# [REQUIRED WORK]
Format the lines below as a JSON list of strings, with one string per line and any blank lines omitted.

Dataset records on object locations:
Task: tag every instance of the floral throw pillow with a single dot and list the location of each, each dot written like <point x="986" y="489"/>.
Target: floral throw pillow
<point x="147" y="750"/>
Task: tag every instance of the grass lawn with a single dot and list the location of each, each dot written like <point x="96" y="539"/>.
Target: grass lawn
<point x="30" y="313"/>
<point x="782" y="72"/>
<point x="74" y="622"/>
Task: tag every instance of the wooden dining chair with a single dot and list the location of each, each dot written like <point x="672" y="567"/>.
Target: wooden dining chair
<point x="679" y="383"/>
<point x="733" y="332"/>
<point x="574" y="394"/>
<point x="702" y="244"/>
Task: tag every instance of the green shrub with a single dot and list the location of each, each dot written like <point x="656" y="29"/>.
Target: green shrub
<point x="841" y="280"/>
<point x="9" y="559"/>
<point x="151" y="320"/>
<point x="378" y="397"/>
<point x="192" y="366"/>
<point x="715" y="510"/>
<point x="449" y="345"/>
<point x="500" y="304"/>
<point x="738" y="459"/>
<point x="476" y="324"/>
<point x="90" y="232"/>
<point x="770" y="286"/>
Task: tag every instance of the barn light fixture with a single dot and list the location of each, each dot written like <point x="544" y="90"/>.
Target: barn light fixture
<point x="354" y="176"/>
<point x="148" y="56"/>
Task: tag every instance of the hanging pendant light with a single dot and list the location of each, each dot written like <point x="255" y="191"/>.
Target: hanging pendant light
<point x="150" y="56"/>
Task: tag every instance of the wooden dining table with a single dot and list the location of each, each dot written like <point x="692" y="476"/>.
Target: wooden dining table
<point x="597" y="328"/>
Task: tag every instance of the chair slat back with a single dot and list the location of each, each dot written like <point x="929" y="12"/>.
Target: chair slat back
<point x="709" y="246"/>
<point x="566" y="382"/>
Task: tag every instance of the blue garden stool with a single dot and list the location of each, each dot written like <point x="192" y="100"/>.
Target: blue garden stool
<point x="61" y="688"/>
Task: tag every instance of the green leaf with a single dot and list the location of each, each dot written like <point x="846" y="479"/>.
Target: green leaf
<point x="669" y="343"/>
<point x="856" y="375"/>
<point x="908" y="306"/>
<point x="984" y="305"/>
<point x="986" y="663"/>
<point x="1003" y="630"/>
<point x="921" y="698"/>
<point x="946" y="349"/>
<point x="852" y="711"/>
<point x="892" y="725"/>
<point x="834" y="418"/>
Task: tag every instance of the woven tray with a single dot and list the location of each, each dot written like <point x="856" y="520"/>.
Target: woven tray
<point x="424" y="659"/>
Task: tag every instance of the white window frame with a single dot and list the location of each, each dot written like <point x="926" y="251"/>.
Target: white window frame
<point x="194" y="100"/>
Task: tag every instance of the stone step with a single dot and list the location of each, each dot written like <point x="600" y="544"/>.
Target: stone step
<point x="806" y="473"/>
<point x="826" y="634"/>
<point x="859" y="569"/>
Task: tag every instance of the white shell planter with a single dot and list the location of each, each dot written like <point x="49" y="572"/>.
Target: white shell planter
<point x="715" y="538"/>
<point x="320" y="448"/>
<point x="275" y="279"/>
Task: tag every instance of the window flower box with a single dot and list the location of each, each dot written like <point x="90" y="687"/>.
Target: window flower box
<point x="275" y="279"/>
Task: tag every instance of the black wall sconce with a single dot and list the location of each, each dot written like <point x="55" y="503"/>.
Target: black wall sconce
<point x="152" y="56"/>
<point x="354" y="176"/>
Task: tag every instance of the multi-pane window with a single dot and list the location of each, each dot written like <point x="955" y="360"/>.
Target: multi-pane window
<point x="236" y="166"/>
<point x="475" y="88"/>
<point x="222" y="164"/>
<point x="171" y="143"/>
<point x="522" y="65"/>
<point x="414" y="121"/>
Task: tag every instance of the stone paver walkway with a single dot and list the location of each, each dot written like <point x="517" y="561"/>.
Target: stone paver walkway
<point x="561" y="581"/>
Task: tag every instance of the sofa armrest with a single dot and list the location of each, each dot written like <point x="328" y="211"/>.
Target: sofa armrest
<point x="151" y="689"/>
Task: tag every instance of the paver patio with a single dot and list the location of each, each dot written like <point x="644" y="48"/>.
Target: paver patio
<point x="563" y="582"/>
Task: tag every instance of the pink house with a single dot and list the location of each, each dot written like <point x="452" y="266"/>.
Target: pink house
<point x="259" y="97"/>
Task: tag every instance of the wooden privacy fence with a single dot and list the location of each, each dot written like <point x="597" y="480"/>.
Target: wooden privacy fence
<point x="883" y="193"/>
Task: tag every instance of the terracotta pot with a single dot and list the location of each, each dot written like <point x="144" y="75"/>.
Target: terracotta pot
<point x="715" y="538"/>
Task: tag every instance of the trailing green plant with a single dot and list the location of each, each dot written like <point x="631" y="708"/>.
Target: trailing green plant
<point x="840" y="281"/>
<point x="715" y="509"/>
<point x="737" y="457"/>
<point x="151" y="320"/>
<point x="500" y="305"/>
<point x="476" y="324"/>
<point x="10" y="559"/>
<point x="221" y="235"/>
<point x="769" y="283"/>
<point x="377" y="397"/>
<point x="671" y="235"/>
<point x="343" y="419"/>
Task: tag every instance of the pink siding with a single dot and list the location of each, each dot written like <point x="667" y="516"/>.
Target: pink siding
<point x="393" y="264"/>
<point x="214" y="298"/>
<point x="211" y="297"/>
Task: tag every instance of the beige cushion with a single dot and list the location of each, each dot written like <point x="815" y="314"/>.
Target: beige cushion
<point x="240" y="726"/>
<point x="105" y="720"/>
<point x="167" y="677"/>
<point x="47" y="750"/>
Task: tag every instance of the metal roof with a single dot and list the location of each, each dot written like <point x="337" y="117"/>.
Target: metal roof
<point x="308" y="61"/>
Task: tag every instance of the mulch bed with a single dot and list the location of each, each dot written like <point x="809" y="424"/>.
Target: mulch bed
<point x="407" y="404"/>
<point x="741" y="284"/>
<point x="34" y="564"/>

# [TASK SOLUTION]
[
  "Task: tag every instance of the floral throw pillow with a single dot and list the location of each, each dot written like <point x=\"986\" y=\"489\"/>.",
  "Target: floral throw pillow",
  "<point x=\"147\" y=\"750\"/>",
  "Task: tag every instance of the grass lawn with a single dot and list the location of each, each dot written like <point x=\"96\" y=\"539\"/>.",
  "Target: grass lawn",
  "<point x=\"30\" y=\"313\"/>",
  "<point x=\"782\" y=\"72\"/>",
  "<point x=\"74\" y=\"622\"/>",
  "Task: tag every instance of the wooden dining chair with a single dot and list the location of each, each dot written like <point x=\"672\" y=\"567\"/>.",
  "Target: wooden dining chair",
  "<point x=\"679\" y=\"383\"/>",
  "<point x=\"733\" y=\"332\"/>",
  "<point x=\"574\" y=\"394\"/>",
  "<point x=\"702\" y=\"244\"/>",
  "Task: tag every instance of the green shrub with a single dot and list the location of each, each dot written like <point x=\"656\" y=\"29\"/>.",
  "Target: green shrub",
  "<point x=\"841\" y=\"280\"/>",
  "<point x=\"9\" y=\"559\"/>",
  "<point x=\"151\" y=\"320\"/>",
  "<point x=\"378\" y=\"397\"/>",
  "<point x=\"192\" y=\"366\"/>",
  "<point x=\"715\" y=\"510\"/>",
  "<point x=\"449\" y=\"345\"/>",
  "<point x=\"500\" y=\"304\"/>",
  "<point x=\"738\" y=\"459\"/>",
  "<point x=\"476\" y=\"324\"/>",
  "<point x=\"90\" y=\"232\"/>",
  "<point x=\"770\" y=\"286\"/>",
  "Task: tag every instance of the barn light fixture with a single dot and list the location of each, each dot written like <point x=\"544\" y=\"90\"/>.",
  "Target: barn light fixture",
  "<point x=\"354\" y=\"176\"/>",
  "<point x=\"148\" y=\"56\"/>",
  "Task: tag every instance of the hanging pendant light with a single dot and list the location of each, each dot written like <point x=\"255\" y=\"191\"/>.",
  "Target: hanging pendant light",
  "<point x=\"150\" y=\"56\"/>",
  "Task: tag every instance of the wooden dining table with a single dot and list the location of each, each dot written like <point x=\"692\" y=\"476\"/>.",
  "Target: wooden dining table",
  "<point x=\"597\" y=\"328\"/>",
  "Task: tag every instance of the chair slat back with a single dot and list the location of each, each dot written like <point x=\"929\" y=\"12\"/>.",
  "Target: chair slat back",
  "<point x=\"709\" y=\"246\"/>",
  "<point x=\"566\" y=\"382\"/>",
  "Task: tag every instance of the blue garden stool with a single dot and list the location of each, each dot written like <point x=\"192\" y=\"100\"/>.",
  "Target: blue garden stool",
  "<point x=\"61\" y=\"688\"/>",
  "Task: tag every instance of the green leaf with a single dot and list the location of each, each dot written like <point x=\"846\" y=\"479\"/>.",
  "Target: green leaf",
  "<point x=\"669\" y=\"343\"/>",
  "<point x=\"856\" y=\"375\"/>",
  "<point x=\"908\" y=\"306\"/>",
  "<point x=\"984\" y=\"305\"/>",
  "<point x=\"986\" y=\"663\"/>",
  "<point x=\"1003\" y=\"630\"/>",
  "<point x=\"921\" y=\"698\"/>",
  "<point x=\"946\" y=\"349\"/>",
  "<point x=\"852\" y=\"711\"/>",
  "<point x=\"892\" y=\"725\"/>",
  "<point x=\"834\" y=\"418\"/>",
  "Task: tag every instance of the woven tray with a single dot and list the location of each, each dot written like <point x=\"856\" y=\"520\"/>.",
  "Target: woven tray",
  "<point x=\"424\" y=\"659\"/>",
  "Task: tag every instance of the white window frame with a single dot and list the location of each, each dot written like <point x=\"926\" y=\"251\"/>.",
  "Target: white window frame",
  "<point x=\"194\" y=\"100\"/>",
  "Task: tag every instance of the stone step with a single dot and list the location of each, each dot written like <point x=\"600\" y=\"544\"/>.",
  "Target: stone step",
  "<point x=\"806\" y=\"473\"/>",
  "<point x=\"826\" y=\"634\"/>",
  "<point x=\"859\" y=\"569\"/>",
  "Task: tag every instance of the white shell planter with a single dot and list the location of each, each dot written like <point x=\"49\" y=\"572\"/>.",
  "Target: white shell planter",
  "<point x=\"715\" y=\"538\"/>",
  "<point x=\"320\" y=\"448\"/>",
  "<point x=\"275\" y=\"279\"/>",
  "Task: tag every instance of the window flower box with a single dot and list the location of each, each dot written like <point x=\"90\" y=\"687\"/>.",
  "Target: window flower box",
  "<point x=\"275\" y=\"279\"/>",
  "Task: tag every instance of the black wall sconce with a single dot and list the location of each, each dot written like <point x=\"55\" y=\"503\"/>.",
  "Target: black wall sconce",
  "<point x=\"152\" y=\"56\"/>",
  "<point x=\"354\" y=\"176\"/>",
  "Task: tag every instance of the multi-pane window with a single dot and list the location of each, each dot written like <point x=\"955\" y=\"360\"/>.",
  "Target: multi-pane window",
  "<point x=\"236\" y=\"166\"/>",
  "<point x=\"475\" y=\"88\"/>",
  "<point x=\"222\" y=\"164\"/>",
  "<point x=\"171\" y=\"143\"/>",
  "<point x=\"522\" y=\"65\"/>",
  "<point x=\"414\" y=\"121\"/>",
  "Task: tag every instance of the stone paver walkway with a single dot and list the location of each, each dot written like <point x=\"517\" y=\"561\"/>.",
  "Target: stone paver walkway",
  "<point x=\"561\" y=\"581\"/>",
  "Task: tag every instance of the sofa armrest with a single dot and list the location of each, each dot written like <point x=\"328\" y=\"211\"/>.",
  "Target: sofa armrest",
  "<point x=\"151\" y=\"689\"/>",
  "Task: tag every instance of the paver patio with a single dot and list the location of each, each dot written like <point x=\"644\" y=\"48\"/>.",
  "Target: paver patio",
  "<point x=\"563\" y=\"582\"/>",
  "Task: tag every instance of the pink house with a single dot and list the location of each, each dot written like <point x=\"452\" y=\"266\"/>.",
  "Target: pink house",
  "<point x=\"259\" y=\"97\"/>",
  "Task: tag every instance of the wooden privacy fence with a single dot and list the location of each, each dot written like <point x=\"597\" y=\"480\"/>.",
  "Target: wooden privacy fence",
  "<point x=\"883\" y=\"193\"/>",
  "Task: tag every instance of the terracotta pot with a single dot and list the location of each, each dot written like <point x=\"144\" y=\"75\"/>.",
  "Target: terracotta pot",
  "<point x=\"715\" y=\"538\"/>",
  "Task: tag every instance of the trailing green plant with a single dot and list the location of each, each dot written like <point x=\"631\" y=\"708\"/>.",
  "Target: trailing green plant",
  "<point x=\"840\" y=\"281\"/>",
  "<point x=\"715\" y=\"509\"/>",
  "<point x=\"737\" y=\"457\"/>",
  "<point x=\"151\" y=\"320\"/>",
  "<point x=\"500\" y=\"305\"/>",
  "<point x=\"476\" y=\"324\"/>",
  "<point x=\"10\" y=\"559\"/>",
  "<point x=\"221\" y=\"235\"/>",
  "<point x=\"769\" y=\"283\"/>",
  "<point x=\"377\" y=\"397\"/>",
  "<point x=\"671\" y=\"235\"/>",
  "<point x=\"343\" y=\"419\"/>",
  "Task: tag every instance of the pink siding with a single dot and list the location of each, each dot written like <point x=\"667\" y=\"516\"/>.",
  "Target: pink siding",
  "<point x=\"393\" y=\"264\"/>",
  "<point x=\"214\" y=\"298\"/>",
  "<point x=\"211\" y=\"297\"/>",
  "Task: tag every instance of the beige cushion with a single dot and list the location of each, each dot written like <point x=\"815\" y=\"314\"/>.",
  "Target: beige cushion",
  "<point x=\"240\" y=\"726\"/>",
  "<point x=\"105\" y=\"720\"/>",
  "<point x=\"167\" y=\"677\"/>",
  "<point x=\"47\" y=\"750\"/>",
  "Task: tag every instance of the metal roof with a single dot and list the location of each, each dot written like <point x=\"337\" y=\"117\"/>.",
  "Target: metal roof",
  "<point x=\"308\" y=\"61\"/>",
  "Task: tag every instance of the mulch bed with a single dot and list the location of each, each dot written like <point x=\"809\" y=\"424\"/>.",
  "Target: mulch bed",
  "<point x=\"407\" y=\"404\"/>",
  "<point x=\"741\" y=\"284\"/>",
  "<point x=\"34\" y=\"564\"/>"
]